◆ Work to do ◆
Retype the data exactly, covering everything from the line that contains "I would be grateful if you could spot the snowflake in" down to the end of the data.

◆ Data on object locations ◆
┄┄┄┄┄┄┄┄┄┄

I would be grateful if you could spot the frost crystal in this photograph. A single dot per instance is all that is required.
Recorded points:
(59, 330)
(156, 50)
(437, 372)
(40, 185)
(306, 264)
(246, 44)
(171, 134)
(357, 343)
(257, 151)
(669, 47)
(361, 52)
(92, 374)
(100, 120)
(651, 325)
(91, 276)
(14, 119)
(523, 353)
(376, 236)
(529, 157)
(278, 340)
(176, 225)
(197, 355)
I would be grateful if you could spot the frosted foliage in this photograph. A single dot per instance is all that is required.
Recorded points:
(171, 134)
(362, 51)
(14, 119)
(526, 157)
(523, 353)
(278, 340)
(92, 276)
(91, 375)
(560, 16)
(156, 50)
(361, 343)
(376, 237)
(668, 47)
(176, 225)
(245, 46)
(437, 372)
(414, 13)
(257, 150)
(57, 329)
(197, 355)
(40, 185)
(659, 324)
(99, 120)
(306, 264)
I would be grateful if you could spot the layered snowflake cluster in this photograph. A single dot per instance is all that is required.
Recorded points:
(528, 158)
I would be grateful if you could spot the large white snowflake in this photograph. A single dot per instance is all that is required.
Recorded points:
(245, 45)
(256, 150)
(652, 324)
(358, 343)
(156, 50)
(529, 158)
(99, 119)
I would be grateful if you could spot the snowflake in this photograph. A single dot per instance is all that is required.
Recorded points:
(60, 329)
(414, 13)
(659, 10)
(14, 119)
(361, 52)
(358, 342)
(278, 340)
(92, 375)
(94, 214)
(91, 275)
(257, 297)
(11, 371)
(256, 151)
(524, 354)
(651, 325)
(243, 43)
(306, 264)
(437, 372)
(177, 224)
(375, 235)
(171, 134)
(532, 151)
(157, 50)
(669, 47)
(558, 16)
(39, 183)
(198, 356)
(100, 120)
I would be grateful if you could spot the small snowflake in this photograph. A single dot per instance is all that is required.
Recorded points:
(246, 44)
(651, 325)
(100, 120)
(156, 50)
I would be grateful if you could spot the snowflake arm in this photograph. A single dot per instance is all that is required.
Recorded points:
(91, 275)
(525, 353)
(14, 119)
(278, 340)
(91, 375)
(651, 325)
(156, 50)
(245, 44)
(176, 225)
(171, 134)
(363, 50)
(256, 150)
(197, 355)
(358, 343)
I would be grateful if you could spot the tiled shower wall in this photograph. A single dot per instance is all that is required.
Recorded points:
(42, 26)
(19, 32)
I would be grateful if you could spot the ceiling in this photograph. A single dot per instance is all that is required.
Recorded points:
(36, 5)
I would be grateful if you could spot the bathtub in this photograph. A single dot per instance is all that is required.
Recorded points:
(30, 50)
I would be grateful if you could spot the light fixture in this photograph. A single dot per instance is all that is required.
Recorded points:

┄┄┄┄┄┄┄┄┄┄

◆ Output of the task ◆
I would be grateful if you could spot the snowflake in this photograph. A single dot per instance is all that is required.
Recorded points:
(60, 329)
(414, 13)
(659, 10)
(14, 119)
(361, 52)
(358, 342)
(278, 340)
(92, 375)
(94, 214)
(91, 275)
(257, 297)
(11, 371)
(256, 151)
(524, 354)
(651, 325)
(243, 43)
(306, 264)
(437, 372)
(177, 224)
(375, 235)
(171, 134)
(532, 151)
(157, 50)
(669, 47)
(558, 16)
(39, 183)
(198, 356)
(100, 120)
I would be grateful if you could spot the small snowflake in this photograph. A single dot per instance is all that is required.
Recorded points:
(246, 44)
(651, 325)
(100, 120)
(156, 50)
I would be grateful if you could spot the snowflake arm in this photograph. A single dot per instance is all that is required.
Recorded points:
(91, 275)
(525, 353)
(14, 119)
(278, 340)
(91, 375)
(651, 325)
(156, 50)
(245, 44)
(176, 225)
(171, 134)
(363, 50)
(256, 150)
(197, 355)
(358, 343)
I would be grateful if you could spot the tiled shower wall in this photograph. A single dot per instance is all that is required.
Recorded points:
(42, 26)
(19, 32)
I would be grateful if you could spot the ceiling in this photograph. A single dot per instance is all that is required.
Recorded points:
(36, 5)
I would be grateful if you could spot the bathtub in this photograph. A single dot per instance is all that is required.
Recorded points:
(30, 50)
I would be grateful if you could spot the light fixture in this photograph. A single dot per instance is all that is required.
Recorded points:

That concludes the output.